Dataset items:
* * *

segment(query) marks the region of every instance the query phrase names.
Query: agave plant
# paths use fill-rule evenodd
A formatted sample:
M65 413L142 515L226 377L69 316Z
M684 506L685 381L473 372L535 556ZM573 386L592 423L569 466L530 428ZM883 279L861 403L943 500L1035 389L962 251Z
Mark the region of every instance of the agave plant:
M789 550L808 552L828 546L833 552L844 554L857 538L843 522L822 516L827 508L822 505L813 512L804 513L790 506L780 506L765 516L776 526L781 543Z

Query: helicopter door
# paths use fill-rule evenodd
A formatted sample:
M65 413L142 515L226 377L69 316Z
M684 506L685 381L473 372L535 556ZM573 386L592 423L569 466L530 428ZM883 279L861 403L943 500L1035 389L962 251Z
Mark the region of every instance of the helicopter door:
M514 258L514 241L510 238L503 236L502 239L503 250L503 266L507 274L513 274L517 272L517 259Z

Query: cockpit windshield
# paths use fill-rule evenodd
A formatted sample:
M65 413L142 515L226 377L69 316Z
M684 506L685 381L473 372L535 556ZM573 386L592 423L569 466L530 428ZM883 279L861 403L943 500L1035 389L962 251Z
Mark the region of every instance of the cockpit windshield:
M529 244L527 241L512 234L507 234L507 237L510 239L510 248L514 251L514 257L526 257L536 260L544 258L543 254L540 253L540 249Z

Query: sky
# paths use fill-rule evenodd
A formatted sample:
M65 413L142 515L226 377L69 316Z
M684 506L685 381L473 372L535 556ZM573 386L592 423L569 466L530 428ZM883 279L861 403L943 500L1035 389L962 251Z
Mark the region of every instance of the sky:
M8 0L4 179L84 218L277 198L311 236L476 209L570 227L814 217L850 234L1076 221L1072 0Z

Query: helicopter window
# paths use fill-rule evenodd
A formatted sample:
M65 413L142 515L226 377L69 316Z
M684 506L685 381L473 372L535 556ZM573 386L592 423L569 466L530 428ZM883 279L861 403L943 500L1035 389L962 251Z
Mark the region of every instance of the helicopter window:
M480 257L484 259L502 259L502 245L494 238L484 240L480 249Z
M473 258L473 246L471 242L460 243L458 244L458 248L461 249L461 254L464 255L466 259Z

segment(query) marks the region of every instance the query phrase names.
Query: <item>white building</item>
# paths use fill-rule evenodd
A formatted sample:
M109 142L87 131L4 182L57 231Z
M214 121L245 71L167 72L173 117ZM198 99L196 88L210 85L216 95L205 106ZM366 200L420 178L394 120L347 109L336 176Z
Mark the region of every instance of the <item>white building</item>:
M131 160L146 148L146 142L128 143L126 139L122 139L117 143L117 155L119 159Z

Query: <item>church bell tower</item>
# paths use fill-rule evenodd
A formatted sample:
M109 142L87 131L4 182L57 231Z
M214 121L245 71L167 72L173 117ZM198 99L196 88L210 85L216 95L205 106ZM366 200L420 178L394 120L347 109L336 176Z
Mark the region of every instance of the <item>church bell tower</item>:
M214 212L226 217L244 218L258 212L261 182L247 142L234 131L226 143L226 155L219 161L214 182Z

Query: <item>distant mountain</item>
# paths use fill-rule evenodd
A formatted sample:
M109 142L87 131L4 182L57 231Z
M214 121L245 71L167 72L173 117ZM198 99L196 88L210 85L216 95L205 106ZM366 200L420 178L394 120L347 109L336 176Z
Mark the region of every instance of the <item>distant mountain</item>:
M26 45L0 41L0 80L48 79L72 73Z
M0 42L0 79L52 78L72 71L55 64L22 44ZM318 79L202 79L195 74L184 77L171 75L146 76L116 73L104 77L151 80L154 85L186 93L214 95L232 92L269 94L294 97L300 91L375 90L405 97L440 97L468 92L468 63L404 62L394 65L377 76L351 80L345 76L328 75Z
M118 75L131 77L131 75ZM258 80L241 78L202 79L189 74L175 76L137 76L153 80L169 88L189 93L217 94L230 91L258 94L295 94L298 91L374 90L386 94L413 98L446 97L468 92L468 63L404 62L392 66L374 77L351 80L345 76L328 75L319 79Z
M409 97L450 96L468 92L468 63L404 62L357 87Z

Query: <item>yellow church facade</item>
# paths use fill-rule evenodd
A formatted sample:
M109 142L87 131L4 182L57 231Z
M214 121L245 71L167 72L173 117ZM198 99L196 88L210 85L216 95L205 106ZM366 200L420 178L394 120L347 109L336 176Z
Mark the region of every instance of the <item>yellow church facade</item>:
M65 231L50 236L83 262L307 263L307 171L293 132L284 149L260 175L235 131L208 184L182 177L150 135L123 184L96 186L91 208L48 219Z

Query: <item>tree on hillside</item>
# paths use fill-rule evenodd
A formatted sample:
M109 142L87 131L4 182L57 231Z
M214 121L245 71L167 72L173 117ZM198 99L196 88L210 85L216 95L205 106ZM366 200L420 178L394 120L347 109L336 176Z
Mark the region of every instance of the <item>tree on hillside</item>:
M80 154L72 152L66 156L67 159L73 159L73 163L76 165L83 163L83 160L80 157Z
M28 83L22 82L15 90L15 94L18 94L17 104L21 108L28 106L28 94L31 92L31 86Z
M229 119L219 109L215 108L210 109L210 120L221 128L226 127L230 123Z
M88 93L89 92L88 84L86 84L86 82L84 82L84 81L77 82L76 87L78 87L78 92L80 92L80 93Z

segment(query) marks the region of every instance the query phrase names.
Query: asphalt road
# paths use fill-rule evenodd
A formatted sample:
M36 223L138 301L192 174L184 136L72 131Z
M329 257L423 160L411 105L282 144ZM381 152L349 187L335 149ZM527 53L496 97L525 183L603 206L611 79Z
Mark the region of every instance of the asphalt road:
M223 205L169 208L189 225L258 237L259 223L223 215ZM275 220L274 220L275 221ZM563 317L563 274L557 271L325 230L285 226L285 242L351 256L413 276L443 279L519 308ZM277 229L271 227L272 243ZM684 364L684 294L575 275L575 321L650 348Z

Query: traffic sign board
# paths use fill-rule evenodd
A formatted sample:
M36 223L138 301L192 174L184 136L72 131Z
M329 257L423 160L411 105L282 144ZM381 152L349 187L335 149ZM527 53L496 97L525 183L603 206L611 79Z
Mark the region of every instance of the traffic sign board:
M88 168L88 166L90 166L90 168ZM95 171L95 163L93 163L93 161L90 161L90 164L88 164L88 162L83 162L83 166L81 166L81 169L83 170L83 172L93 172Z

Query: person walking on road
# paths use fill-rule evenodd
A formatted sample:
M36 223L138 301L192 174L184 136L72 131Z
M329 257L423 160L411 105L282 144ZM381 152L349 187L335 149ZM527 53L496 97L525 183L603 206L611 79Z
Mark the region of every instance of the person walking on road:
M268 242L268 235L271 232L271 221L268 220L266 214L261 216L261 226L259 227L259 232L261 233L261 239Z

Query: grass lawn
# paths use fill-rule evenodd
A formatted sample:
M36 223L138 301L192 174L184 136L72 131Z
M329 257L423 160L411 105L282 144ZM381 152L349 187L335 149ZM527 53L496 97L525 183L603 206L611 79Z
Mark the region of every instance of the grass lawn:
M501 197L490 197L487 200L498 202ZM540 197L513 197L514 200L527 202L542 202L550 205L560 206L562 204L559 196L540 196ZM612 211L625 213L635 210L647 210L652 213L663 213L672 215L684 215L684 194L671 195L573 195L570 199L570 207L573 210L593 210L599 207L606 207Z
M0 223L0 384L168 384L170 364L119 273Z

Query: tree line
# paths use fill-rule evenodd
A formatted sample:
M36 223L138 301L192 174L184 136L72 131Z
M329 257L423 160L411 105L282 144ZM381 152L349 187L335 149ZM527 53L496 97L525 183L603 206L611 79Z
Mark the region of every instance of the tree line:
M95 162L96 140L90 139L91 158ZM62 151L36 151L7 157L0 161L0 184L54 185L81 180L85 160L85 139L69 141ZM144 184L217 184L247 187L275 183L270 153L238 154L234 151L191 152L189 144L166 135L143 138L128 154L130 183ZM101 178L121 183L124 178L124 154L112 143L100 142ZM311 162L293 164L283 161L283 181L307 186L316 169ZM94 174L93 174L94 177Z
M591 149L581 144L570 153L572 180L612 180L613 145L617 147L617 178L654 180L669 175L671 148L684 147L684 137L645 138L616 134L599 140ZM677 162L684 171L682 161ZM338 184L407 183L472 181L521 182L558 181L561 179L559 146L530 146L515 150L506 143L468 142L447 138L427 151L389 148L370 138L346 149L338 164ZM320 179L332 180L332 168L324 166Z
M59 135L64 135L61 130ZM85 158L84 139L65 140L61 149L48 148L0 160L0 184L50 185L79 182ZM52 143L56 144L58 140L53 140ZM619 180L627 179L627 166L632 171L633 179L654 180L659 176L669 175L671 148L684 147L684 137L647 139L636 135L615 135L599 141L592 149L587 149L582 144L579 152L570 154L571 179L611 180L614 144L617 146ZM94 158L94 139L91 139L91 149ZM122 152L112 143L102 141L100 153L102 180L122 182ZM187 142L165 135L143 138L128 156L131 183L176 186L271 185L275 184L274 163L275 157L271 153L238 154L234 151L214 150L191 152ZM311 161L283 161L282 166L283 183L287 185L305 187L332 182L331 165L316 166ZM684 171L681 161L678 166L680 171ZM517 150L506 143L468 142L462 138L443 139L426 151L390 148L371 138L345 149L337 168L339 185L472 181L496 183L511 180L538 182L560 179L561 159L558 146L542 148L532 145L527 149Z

* * *

The problem:
Return, unchanged, the run of lines above that opens with the line containing "Mark the region of every instance of the <item>yellow" and closes with the line containing "Query: grass lawn". Include both.

Solution for this problem:
Mark the region of every instance of the <item>yellow church facade</item>:
M65 231L50 236L83 262L307 263L307 171L293 132L284 149L260 175L235 131L208 184L182 177L150 135L123 184L96 186L91 208L48 219Z

Query: <item>tree on hillside</item>
# paths use fill-rule evenodd
A formatted sample:
M109 142L87 131L4 182L57 231Z
M214 121L245 71L167 72L173 117ZM198 99L196 88L210 85L216 95L205 106ZM366 200L420 178L394 120L347 109L336 176Z
Mark the region of every instance of the <item>tree on hillside</item>:
M80 154L72 152L66 156L67 159L73 159L73 163L76 165L83 163L83 160L80 157Z
M28 83L22 82L15 90L15 94L18 94L17 104L21 108L28 106L28 94L31 92L31 86Z
M229 119L219 109L215 108L210 109L210 120L221 128L226 127L230 123Z
M88 93L89 92L88 84L86 84L86 82L84 82L84 81L77 82L76 87L78 87L78 92L80 92L80 93Z

segment(query) marks the region of every instance the query phrase names.
Query: asphalt road
# paths use fill-rule evenodd
A formatted sample:
M36 223L138 301L192 174L184 136L72 131Z
M329 257L423 160L411 105L282 144ZM381 152L349 187L335 149ZM527 53L496 97L525 183L603 206L611 79Z
Mark the region of every instance of the asphalt road:
M223 205L169 208L189 225L258 237L259 223L223 215ZM275 220L274 220L275 221ZM563 317L563 274L557 271L325 230L285 226L285 242L351 256L413 276L443 279L519 308ZM277 229L271 227L272 243ZM684 364L684 294L575 275L575 321L650 348Z

Query: traffic sign board
# paths use fill-rule evenodd
A formatted sample:
M36 223L138 301L192 174L184 136L72 131Z
M329 257L423 160L411 105L282 144ZM381 152L349 187L335 149ZM527 53L496 97L525 183L603 206L611 79Z
Mark the region of every instance of the traffic sign board:
M88 168L88 166L90 166L90 168ZM95 171L95 163L93 163L93 161L90 161L90 164L88 164L88 162L83 162L83 166L81 166L81 169L83 170L83 172L93 172Z

Query: person walking on road
# paths use fill-rule evenodd
A formatted sample:
M36 223L138 301L192 174L184 136L72 131Z
M329 257L423 160L411 105L282 144ZM381 152L349 187L335 149ZM527 53L496 97L525 183L603 206L611 79Z
Mark the region of every instance of the person walking on road:
M268 242L268 235L271 232L271 221L268 220L266 214L261 216L261 226L259 227L259 232L261 233L261 239Z

Query: grass lawn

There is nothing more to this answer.